> Exercise instructions
The answer must be exactly the lines from the one containing "Target: beige long-sleeve shirt" through the end of the material, with both ends kept and no other lines.

------------------------------------------------------------

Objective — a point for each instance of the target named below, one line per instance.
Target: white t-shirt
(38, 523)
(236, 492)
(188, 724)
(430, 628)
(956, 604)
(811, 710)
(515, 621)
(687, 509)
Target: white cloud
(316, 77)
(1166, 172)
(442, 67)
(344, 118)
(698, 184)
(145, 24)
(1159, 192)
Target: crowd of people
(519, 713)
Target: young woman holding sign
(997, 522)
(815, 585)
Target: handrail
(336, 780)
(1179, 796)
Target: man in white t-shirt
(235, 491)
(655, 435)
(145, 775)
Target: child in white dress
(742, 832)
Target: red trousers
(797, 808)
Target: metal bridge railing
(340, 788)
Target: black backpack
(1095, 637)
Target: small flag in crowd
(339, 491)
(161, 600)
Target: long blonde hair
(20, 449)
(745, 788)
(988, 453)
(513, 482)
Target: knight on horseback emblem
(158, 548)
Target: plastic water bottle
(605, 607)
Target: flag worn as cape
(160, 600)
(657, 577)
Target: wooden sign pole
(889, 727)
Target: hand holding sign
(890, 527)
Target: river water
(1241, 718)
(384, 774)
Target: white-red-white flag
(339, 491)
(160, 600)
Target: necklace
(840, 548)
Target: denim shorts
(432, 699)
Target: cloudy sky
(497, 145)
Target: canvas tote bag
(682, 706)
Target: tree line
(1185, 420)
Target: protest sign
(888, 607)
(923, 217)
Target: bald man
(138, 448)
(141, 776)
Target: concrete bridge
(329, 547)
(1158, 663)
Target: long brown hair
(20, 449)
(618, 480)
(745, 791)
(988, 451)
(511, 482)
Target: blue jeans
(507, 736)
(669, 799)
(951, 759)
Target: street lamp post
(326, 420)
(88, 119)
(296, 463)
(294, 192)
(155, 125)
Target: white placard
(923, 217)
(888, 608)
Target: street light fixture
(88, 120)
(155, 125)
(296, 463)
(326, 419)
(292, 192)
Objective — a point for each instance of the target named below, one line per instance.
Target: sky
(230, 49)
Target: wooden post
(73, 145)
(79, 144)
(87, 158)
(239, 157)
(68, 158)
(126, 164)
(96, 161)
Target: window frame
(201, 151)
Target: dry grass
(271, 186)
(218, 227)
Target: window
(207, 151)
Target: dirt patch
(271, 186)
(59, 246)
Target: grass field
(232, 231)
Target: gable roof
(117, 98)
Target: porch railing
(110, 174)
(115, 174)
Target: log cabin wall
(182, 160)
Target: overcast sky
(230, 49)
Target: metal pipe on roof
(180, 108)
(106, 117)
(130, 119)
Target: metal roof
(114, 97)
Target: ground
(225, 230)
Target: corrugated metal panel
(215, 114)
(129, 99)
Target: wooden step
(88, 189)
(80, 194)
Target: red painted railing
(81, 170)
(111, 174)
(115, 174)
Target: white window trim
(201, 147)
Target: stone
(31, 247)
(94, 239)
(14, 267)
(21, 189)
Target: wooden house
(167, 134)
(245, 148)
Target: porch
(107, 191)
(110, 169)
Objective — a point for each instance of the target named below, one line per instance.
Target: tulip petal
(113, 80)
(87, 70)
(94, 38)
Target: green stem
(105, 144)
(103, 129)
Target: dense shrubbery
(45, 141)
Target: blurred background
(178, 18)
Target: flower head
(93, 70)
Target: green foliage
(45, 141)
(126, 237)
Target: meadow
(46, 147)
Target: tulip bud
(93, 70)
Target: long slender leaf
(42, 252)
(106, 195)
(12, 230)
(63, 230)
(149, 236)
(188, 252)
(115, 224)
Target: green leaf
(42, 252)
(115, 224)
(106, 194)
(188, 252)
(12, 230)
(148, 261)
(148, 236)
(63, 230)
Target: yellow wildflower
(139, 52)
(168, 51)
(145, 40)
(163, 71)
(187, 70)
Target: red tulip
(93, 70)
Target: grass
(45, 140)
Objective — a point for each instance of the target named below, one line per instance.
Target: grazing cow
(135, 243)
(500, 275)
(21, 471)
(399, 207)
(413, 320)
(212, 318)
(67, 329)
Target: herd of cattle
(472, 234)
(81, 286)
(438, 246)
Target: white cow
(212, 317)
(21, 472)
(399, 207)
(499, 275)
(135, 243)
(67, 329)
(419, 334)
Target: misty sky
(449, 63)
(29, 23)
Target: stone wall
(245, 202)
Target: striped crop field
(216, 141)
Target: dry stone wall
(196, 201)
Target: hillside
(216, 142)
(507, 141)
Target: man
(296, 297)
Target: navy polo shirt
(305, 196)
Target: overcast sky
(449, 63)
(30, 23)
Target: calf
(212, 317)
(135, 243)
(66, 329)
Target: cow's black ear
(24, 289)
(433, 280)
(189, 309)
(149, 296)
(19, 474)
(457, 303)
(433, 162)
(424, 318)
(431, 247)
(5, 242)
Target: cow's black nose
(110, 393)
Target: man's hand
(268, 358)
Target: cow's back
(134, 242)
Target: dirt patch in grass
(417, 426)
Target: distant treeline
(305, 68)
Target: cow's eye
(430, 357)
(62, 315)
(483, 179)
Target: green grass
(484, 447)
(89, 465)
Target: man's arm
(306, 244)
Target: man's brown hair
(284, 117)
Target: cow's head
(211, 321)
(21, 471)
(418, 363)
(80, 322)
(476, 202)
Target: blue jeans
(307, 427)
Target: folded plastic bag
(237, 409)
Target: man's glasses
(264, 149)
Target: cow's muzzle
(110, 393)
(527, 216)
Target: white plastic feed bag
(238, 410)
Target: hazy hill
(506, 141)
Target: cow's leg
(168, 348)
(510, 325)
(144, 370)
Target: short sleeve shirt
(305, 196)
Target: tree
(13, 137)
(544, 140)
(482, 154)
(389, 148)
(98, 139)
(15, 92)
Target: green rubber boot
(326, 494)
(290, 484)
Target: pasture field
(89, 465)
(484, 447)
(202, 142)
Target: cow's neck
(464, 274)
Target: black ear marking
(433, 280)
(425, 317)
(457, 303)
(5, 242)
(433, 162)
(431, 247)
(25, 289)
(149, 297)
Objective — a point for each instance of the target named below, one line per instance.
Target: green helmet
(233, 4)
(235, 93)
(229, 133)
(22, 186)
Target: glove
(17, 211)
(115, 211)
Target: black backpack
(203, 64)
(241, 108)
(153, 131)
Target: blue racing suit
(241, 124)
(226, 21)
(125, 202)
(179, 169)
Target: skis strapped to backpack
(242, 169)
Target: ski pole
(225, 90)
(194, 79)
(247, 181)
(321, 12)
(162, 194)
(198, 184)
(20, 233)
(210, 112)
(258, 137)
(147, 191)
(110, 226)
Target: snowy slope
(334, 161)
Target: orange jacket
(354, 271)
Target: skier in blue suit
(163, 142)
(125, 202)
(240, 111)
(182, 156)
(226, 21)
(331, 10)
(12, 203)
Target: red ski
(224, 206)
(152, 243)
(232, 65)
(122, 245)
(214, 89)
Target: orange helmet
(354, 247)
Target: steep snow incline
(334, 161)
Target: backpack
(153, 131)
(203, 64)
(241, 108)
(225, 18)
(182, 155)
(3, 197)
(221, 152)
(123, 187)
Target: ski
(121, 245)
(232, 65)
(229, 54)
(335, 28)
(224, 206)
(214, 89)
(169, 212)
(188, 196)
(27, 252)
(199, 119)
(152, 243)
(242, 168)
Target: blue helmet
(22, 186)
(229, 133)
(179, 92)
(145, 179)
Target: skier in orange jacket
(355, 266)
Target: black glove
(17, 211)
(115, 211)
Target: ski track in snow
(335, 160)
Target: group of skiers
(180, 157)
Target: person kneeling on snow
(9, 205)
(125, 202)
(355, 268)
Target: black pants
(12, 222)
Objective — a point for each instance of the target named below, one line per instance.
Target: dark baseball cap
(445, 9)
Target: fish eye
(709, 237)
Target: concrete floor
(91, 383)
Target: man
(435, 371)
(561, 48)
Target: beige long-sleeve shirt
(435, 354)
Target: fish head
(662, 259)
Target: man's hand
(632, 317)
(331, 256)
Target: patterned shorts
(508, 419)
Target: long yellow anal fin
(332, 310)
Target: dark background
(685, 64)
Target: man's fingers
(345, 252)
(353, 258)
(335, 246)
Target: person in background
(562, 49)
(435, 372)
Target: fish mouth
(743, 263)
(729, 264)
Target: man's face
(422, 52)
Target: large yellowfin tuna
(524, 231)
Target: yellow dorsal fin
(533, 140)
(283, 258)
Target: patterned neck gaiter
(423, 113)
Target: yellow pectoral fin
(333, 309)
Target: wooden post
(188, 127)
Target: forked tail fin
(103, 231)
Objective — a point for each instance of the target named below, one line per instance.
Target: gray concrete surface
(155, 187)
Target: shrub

------------------------------------------------------------

> Answer space
Target: beige long-sleeve shirt
(435, 354)
Target: fish head
(662, 259)
Target: man's hand
(632, 317)
(331, 256)
Target: patterned shorts
(508, 419)
Target: long yellow anal fin
(332, 310)
Target: dark background
(685, 64)
Target: man's fingers
(345, 252)
(353, 258)
(335, 246)
Target: person in background
(562, 49)
(435, 372)
Target: fish mouth
(743, 263)
(729, 264)
Target: man's face
(422, 52)
Target: large yellowfin tuna
(524, 231)
Target: yellow dorsal fin
(533, 140)
(283, 258)
Target: patterned neck gaiter
(423, 113)
Target: yellow pectoral fin
(333, 309)
Target: wooden post
(188, 127)
Target: forked tail fin
(103, 231)
Objective — a point for each instance of the target named below, one line per instance.
Target: gray concrete surface
(155, 187)
Target: shrub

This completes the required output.